- **Given task**
Rewrite everything from the line containing "dark leaf on this basis." down to the end of the records as a Markdown table with the columns Row and Line, numbering each line and skipping blank ones. Include only those lines.

- **Supplied material**
☆ ☆ ☆ ☆ ☆ ☆ ☆

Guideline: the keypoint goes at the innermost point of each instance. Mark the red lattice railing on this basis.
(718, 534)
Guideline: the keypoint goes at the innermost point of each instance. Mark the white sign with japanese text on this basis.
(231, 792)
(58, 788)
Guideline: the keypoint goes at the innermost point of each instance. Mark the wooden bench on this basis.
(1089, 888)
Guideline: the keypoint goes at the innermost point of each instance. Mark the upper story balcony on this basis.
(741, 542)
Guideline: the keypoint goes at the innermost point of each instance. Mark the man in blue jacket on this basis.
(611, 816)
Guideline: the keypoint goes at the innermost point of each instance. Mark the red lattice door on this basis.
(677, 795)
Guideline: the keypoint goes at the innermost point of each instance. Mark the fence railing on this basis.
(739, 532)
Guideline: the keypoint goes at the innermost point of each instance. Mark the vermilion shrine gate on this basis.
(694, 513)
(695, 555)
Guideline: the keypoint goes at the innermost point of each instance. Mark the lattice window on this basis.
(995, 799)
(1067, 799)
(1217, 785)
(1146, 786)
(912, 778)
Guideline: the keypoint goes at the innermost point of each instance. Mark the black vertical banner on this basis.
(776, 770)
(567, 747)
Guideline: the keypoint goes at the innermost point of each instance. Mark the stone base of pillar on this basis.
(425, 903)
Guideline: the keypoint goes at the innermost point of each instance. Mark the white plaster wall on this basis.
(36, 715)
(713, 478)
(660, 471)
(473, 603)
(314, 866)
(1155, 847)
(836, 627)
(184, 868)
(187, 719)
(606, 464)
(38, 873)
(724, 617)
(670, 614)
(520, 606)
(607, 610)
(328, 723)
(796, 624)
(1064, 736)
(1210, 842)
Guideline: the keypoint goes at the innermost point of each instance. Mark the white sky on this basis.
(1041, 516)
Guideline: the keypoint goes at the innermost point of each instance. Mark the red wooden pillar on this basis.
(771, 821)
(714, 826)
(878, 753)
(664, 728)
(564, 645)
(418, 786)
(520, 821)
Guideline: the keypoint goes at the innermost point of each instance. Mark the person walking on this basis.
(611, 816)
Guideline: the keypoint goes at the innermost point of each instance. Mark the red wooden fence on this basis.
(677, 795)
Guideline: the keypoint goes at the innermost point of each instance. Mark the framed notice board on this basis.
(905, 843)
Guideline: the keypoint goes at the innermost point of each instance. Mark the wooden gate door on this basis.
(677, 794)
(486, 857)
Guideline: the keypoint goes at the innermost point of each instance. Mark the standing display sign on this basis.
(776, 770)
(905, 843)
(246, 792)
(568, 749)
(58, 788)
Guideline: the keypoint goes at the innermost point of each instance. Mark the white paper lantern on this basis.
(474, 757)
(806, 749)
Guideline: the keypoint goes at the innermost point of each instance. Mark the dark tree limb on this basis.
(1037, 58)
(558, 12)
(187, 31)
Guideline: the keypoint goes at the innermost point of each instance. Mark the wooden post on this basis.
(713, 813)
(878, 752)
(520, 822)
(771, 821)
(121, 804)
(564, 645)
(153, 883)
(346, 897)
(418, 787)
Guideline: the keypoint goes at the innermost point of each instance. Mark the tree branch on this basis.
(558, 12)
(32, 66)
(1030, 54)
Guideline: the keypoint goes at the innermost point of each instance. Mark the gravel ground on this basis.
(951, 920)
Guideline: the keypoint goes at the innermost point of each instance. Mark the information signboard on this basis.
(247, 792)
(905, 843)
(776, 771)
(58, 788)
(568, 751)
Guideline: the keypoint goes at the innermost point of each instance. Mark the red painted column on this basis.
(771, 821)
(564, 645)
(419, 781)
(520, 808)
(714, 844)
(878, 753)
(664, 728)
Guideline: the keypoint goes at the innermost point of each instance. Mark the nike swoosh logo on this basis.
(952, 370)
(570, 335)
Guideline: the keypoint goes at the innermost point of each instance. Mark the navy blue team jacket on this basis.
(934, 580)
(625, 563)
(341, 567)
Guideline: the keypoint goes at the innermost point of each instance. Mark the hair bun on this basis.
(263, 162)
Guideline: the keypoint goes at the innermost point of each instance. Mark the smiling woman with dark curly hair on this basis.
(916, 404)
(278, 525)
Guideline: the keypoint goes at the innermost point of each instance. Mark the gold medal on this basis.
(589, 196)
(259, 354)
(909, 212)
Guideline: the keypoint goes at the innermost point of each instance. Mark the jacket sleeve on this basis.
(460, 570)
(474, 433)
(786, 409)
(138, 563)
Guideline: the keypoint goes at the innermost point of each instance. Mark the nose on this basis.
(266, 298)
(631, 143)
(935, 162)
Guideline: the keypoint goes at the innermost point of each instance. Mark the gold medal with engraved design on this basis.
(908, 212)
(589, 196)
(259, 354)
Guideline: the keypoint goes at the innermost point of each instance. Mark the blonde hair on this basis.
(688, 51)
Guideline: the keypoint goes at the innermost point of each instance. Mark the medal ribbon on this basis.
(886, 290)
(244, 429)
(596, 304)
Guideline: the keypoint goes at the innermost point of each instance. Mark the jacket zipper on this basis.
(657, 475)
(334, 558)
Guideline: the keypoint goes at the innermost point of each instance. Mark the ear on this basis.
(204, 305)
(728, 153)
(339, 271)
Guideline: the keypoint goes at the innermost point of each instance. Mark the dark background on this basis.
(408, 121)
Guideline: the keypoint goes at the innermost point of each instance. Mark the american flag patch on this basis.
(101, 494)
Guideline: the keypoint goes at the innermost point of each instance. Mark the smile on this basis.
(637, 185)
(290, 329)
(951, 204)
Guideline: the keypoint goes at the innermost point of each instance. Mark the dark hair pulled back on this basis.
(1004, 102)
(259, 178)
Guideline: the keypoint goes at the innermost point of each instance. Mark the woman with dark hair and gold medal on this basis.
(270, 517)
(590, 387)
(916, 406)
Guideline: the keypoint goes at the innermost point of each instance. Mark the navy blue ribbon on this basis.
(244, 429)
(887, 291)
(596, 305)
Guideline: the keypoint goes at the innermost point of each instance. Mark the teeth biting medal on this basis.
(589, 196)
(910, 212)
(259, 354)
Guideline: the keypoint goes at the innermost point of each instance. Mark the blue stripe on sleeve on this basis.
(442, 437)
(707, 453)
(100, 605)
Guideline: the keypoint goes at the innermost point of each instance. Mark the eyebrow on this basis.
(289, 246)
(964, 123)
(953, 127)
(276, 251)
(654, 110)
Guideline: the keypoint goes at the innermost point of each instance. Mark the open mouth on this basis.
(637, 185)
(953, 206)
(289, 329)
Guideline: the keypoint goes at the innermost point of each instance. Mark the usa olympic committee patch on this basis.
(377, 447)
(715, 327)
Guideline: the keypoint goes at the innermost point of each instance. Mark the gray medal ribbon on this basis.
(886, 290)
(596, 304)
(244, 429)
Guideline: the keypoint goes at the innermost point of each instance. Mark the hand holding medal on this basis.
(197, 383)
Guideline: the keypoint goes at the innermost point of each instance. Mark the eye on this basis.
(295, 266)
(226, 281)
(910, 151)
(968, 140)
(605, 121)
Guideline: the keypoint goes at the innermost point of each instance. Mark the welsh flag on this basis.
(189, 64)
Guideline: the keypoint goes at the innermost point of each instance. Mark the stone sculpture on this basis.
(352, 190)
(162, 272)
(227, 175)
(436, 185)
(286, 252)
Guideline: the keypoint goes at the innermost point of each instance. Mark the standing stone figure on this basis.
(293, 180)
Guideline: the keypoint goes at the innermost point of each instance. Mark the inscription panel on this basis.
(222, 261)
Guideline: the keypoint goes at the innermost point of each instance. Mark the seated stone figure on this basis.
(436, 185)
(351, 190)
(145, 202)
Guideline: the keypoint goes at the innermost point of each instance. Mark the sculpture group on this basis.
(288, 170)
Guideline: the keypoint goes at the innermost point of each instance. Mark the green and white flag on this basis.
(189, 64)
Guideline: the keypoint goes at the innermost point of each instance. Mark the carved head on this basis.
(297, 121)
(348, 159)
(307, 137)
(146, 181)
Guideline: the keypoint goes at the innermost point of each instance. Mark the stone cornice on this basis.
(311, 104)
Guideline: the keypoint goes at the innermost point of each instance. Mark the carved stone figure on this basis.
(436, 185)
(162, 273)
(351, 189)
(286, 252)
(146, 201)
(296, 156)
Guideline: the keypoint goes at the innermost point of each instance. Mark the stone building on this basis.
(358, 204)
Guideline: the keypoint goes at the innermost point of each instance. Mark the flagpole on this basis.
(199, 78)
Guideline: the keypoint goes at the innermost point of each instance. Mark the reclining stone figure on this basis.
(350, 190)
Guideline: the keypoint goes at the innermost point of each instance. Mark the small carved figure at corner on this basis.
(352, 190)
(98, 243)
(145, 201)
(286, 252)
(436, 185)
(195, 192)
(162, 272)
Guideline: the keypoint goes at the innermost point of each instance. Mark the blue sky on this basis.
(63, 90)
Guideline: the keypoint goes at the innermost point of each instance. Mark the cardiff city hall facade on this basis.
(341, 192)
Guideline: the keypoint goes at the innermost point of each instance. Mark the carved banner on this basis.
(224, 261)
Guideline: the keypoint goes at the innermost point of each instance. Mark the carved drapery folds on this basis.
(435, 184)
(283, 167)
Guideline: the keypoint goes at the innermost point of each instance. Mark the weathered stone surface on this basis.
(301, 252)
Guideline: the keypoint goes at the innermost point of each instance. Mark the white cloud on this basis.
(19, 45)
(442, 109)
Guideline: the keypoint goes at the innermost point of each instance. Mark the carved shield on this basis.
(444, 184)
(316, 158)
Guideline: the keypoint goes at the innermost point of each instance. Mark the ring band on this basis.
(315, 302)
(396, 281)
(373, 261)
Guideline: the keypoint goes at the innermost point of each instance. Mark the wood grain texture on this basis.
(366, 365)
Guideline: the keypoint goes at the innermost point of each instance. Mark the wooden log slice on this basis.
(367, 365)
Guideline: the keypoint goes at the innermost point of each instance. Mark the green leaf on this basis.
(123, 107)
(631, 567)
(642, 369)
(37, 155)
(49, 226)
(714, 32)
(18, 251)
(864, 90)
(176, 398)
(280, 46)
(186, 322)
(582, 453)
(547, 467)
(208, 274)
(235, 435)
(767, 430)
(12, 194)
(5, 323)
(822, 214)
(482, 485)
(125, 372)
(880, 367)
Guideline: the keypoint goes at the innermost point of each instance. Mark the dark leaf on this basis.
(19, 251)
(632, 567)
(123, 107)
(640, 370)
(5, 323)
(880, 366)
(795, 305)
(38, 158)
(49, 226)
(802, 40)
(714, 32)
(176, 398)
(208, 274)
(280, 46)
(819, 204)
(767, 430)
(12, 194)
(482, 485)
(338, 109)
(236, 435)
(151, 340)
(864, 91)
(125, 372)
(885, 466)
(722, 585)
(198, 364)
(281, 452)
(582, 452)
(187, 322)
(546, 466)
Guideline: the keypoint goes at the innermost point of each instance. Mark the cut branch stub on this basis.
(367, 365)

☆ ☆ ☆ ☆ ☆ ☆ ☆

- **Written solution**
| Row | Line |
|---|---|
| 1 | Guideline: the keypoint goes at the innermost point of each instance. Mark the dark leaf on this basis. |
| 2 | (19, 251) |
| 3 | (632, 567) |
| 4 | (123, 107) |
| 5 | (640, 370) |
| 6 | (5, 323) |
| 7 | (880, 366) |
| 8 | (795, 305) |
| 9 | (38, 158) |
| 10 | (49, 226) |
| 11 | (802, 40) |
| 12 | (714, 32) |
| 13 | (176, 398) |
| 14 | (208, 274) |
| 15 | (280, 46) |
| 16 | (819, 204) |
| 17 | (767, 430) |
| 18 | (12, 194) |
| 19 | (482, 485) |
| 20 | (338, 109) |
| 21 | (236, 435) |
| 22 | (151, 340) |
| 23 | (864, 91) |
| 24 | (125, 372) |
| 25 | (885, 466) |
| 26 | (722, 585) |
| 27 | (198, 364) |
| 28 | (281, 452) |
| 29 | (582, 452) |
| 30 | (187, 322) |
| 31 | (546, 466) |
| 32 | Guideline: the keypoint goes at the innermost point of each instance. Mark the cut branch stub on this basis. |
| 33 | (367, 365) |